AIM OF THE TASK =
Count the lines in the data below that contain the string "palm", and give only the number.

Photo-based point labeling data:

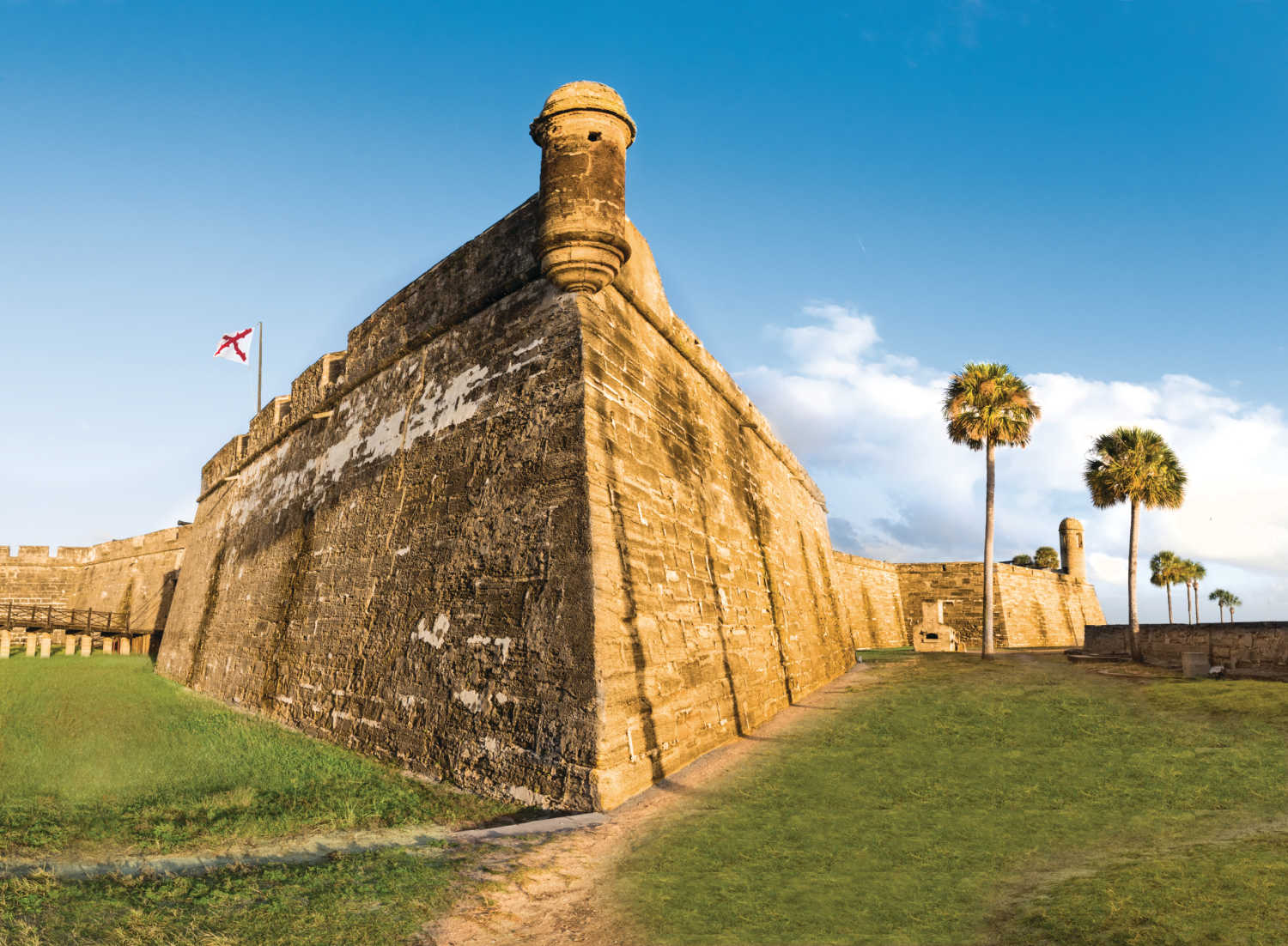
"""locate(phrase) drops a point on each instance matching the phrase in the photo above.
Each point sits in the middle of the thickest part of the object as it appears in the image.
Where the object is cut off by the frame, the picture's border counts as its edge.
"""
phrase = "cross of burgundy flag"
(236, 347)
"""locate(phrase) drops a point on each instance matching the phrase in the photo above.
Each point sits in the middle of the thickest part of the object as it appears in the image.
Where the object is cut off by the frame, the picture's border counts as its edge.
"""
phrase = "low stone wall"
(1239, 645)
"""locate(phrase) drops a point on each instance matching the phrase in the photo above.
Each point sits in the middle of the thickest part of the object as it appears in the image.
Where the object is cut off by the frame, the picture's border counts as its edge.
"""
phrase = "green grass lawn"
(349, 901)
(1020, 801)
(102, 755)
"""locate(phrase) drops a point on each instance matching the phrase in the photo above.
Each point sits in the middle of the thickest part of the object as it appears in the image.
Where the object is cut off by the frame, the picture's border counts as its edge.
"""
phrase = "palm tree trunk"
(989, 484)
(1133, 619)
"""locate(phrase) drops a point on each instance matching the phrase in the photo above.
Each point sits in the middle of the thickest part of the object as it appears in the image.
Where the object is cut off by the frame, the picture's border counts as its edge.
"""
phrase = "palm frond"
(1131, 464)
(986, 403)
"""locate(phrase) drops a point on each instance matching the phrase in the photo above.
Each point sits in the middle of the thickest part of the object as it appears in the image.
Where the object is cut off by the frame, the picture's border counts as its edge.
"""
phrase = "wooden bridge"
(25, 616)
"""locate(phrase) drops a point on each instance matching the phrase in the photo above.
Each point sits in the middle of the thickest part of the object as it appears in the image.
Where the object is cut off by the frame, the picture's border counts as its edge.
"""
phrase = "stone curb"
(311, 850)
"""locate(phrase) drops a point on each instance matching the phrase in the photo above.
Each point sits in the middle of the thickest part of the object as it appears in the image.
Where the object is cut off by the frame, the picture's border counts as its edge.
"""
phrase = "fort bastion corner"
(527, 534)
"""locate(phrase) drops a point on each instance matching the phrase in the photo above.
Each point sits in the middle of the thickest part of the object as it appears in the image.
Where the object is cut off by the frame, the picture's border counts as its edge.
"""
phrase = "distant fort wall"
(873, 601)
(1032, 608)
(137, 574)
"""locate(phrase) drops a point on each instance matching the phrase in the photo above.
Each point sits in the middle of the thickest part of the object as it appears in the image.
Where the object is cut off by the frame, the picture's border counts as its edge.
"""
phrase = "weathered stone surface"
(1032, 608)
(1251, 645)
(525, 531)
(136, 574)
(715, 603)
(873, 601)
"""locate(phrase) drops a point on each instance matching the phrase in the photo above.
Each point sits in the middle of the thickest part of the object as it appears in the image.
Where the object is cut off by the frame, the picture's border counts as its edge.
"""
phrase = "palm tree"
(986, 406)
(1135, 466)
(1233, 601)
(1220, 596)
(1164, 570)
(1195, 573)
(1185, 579)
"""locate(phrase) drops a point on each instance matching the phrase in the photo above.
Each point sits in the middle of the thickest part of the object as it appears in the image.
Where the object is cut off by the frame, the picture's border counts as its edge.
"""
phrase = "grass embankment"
(952, 801)
(102, 757)
(370, 899)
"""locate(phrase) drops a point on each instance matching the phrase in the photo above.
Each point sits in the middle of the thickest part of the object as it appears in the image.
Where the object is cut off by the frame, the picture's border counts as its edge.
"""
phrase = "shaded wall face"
(715, 601)
(1246, 644)
(139, 580)
(873, 603)
(409, 575)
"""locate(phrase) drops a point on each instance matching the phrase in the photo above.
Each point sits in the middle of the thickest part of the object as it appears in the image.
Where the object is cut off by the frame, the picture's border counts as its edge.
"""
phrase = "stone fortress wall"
(1032, 608)
(138, 573)
(525, 531)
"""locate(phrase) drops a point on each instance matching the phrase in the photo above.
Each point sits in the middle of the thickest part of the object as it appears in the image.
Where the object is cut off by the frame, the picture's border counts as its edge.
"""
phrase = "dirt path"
(553, 891)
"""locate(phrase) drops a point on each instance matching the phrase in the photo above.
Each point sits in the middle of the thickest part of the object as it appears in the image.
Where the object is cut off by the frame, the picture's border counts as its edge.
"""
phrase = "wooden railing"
(79, 619)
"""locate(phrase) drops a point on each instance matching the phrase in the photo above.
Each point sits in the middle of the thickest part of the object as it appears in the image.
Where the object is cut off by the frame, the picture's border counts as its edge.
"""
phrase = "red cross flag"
(236, 347)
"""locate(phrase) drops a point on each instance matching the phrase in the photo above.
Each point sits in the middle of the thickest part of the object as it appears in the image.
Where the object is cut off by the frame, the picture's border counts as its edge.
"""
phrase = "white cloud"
(867, 424)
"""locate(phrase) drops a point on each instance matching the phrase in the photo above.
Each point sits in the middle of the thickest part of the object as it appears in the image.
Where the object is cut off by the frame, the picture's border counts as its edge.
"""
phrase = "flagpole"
(259, 380)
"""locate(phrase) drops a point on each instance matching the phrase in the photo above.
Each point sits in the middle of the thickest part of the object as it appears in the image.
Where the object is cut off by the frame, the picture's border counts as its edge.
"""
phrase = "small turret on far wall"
(1072, 555)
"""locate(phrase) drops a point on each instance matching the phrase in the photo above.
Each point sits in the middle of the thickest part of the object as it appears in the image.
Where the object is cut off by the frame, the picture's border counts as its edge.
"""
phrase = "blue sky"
(1087, 191)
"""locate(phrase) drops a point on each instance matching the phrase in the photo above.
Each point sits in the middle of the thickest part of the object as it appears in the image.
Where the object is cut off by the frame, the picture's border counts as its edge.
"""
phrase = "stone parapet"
(1249, 645)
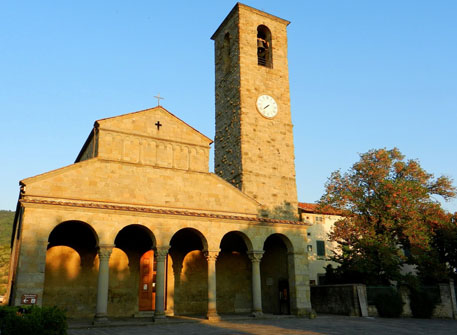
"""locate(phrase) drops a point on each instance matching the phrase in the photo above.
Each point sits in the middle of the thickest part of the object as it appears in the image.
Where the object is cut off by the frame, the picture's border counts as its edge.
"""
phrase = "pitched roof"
(313, 209)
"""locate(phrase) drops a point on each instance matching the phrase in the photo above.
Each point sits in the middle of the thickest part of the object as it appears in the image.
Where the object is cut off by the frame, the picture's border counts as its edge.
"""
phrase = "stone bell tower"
(254, 147)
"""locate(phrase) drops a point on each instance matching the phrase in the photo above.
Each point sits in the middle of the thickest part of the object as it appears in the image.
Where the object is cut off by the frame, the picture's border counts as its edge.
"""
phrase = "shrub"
(389, 304)
(422, 303)
(32, 320)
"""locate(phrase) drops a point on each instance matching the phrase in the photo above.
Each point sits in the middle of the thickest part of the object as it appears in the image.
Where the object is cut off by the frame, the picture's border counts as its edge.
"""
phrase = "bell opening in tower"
(264, 50)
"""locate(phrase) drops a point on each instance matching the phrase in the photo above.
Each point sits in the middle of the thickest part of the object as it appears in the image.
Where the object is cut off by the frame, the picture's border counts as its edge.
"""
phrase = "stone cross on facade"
(158, 97)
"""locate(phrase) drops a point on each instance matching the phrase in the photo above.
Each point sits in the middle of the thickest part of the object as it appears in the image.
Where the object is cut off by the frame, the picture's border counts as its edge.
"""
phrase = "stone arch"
(277, 274)
(264, 46)
(70, 275)
(245, 238)
(131, 266)
(234, 288)
(188, 273)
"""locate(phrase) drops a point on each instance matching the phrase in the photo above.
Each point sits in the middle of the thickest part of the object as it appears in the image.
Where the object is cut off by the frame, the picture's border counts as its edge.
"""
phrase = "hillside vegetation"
(6, 225)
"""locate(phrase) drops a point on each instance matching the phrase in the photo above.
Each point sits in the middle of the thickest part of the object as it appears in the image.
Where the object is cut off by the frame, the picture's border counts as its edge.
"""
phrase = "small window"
(264, 48)
(320, 248)
(226, 53)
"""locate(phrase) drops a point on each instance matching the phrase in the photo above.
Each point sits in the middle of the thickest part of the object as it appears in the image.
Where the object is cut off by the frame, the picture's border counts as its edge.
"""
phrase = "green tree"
(387, 208)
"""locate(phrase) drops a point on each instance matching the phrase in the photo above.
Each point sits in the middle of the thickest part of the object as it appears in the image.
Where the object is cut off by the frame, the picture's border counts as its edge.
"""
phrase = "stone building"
(319, 248)
(138, 225)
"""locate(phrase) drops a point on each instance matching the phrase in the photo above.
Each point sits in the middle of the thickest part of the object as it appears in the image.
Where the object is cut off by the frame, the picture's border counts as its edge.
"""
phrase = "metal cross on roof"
(158, 97)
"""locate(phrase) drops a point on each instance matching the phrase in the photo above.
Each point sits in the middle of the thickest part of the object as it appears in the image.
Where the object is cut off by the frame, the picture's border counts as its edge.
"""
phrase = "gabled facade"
(139, 226)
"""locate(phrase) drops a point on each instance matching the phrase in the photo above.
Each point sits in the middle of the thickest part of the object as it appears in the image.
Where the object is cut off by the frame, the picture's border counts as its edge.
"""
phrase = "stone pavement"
(325, 324)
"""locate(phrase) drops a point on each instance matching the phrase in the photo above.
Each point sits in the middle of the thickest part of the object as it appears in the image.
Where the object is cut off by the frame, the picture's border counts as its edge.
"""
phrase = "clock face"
(267, 106)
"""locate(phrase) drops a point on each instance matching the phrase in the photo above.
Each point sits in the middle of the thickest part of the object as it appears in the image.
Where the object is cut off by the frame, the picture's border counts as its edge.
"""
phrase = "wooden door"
(147, 282)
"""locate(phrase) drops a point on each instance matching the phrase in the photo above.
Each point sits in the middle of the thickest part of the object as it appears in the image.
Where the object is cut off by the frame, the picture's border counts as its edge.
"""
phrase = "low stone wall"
(336, 299)
(447, 307)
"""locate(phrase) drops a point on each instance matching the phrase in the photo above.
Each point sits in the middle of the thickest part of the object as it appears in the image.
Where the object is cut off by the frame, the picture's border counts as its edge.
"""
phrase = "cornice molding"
(157, 211)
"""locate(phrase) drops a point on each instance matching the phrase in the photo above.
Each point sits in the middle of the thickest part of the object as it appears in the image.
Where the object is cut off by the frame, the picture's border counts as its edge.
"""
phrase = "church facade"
(139, 226)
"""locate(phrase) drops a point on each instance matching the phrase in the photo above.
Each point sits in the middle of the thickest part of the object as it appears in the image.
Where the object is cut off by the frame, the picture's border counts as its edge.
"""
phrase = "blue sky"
(363, 75)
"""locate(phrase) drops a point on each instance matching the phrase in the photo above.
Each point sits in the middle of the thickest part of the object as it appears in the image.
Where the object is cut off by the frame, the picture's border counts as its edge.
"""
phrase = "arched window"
(226, 53)
(264, 47)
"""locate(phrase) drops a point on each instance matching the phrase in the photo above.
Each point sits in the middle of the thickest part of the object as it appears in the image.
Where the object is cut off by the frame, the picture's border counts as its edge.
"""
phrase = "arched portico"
(276, 274)
(234, 294)
(70, 273)
(132, 271)
(188, 269)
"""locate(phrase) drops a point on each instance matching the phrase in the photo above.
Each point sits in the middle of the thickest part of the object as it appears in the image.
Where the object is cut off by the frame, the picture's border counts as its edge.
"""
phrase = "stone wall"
(227, 142)
(253, 152)
(336, 299)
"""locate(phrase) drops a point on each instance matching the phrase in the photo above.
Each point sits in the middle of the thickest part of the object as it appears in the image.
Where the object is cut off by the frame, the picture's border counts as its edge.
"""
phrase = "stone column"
(211, 257)
(255, 256)
(104, 252)
(453, 299)
(299, 289)
(161, 257)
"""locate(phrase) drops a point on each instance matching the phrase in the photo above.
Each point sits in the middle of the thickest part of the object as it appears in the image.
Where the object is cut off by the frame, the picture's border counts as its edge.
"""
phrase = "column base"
(160, 316)
(213, 316)
(100, 318)
(305, 312)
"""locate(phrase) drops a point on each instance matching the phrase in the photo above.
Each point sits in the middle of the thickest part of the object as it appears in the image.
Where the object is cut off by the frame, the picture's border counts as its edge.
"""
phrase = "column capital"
(211, 255)
(104, 251)
(161, 253)
(255, 255)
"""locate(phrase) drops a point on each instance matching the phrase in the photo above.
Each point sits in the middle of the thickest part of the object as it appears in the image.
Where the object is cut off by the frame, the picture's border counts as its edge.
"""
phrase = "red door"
(147, 282)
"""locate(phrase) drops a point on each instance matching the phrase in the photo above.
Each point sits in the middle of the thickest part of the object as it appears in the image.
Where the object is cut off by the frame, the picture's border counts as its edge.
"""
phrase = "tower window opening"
(226, 53)
(264, 49)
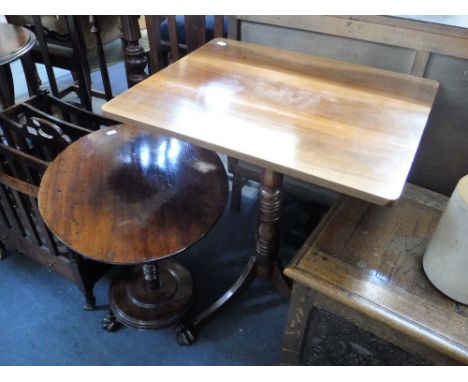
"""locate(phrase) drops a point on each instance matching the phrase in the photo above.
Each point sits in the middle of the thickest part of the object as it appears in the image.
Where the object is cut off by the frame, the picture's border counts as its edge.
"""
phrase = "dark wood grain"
(368, 259)
(126, 195)
(14, 42)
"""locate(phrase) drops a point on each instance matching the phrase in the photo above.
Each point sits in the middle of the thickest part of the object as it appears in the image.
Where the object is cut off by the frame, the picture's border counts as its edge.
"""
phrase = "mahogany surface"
(350, 128)
(126, 195)
(14, 42)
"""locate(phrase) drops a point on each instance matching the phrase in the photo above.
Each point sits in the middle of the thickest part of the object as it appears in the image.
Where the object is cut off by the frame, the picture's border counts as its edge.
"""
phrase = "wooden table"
(15, 42)
(350, 128)
(123, 195)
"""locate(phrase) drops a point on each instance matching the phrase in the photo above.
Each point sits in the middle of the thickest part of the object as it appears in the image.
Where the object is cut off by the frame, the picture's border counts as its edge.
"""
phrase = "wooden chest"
(360, 294)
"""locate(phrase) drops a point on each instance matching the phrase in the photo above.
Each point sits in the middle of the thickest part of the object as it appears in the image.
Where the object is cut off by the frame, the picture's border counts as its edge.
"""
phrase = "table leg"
(264, 264)
(269, 212)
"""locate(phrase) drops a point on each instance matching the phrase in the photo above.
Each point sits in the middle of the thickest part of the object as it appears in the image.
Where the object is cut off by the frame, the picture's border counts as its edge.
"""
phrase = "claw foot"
(110, 323)
(185, 334)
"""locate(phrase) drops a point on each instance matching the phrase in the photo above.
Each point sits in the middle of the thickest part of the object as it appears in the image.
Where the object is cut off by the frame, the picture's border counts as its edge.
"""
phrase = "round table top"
(14, 42)
(123, 195)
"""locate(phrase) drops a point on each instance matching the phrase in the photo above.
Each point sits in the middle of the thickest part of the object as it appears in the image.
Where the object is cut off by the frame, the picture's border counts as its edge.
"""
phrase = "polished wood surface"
(126, 195)
(14, 42)
(350, 128)
(369, 259)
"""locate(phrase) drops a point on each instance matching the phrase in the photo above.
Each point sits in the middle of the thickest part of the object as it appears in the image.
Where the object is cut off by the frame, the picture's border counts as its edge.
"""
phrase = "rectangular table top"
(350, 128)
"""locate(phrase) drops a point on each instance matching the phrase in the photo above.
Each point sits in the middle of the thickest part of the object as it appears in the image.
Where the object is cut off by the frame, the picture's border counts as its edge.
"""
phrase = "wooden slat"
(72, 130)
(153, 26)
(18, 185)
(367, 31)
(31, 161)
(10, 212)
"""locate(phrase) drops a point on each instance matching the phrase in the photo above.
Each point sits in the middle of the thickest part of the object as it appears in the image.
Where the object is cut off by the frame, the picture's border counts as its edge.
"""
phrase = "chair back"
(171, 37)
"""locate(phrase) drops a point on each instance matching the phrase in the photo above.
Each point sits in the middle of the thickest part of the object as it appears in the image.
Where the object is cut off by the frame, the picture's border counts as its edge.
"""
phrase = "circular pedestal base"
(139, 307)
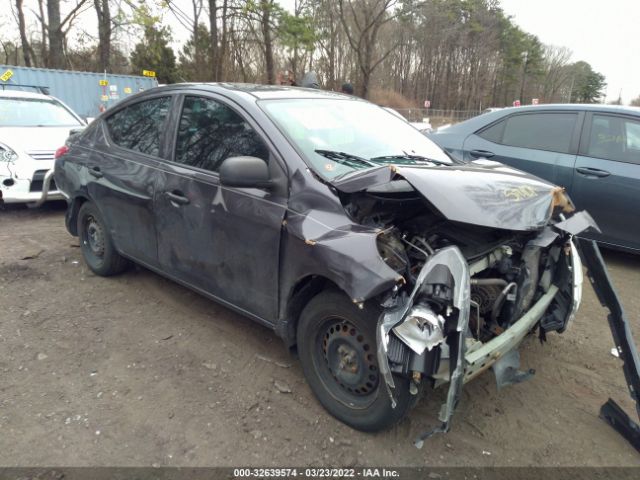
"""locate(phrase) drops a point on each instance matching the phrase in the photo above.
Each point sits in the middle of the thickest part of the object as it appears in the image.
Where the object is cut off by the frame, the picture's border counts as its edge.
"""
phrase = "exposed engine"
(507, 272)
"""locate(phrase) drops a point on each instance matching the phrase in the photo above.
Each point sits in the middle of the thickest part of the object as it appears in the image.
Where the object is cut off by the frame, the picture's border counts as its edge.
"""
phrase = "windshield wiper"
(408, 156)
(345, 158)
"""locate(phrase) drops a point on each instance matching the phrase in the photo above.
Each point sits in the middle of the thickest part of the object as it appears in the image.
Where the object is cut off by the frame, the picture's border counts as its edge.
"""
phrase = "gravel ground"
(135, 370)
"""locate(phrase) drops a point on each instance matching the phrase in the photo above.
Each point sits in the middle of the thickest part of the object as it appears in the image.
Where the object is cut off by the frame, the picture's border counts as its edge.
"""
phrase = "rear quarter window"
(538, 131)
(140, 127)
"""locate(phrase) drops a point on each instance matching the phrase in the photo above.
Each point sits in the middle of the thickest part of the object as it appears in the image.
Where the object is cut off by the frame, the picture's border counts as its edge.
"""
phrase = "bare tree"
(104, 33)
(26, 48)
(57, 28)
(362, 21)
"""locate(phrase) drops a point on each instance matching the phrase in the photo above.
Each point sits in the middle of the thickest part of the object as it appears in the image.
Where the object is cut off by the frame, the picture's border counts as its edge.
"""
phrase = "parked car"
(391, 267)
(32, 127)
(593, 151)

SOLVED PROBLEM =
3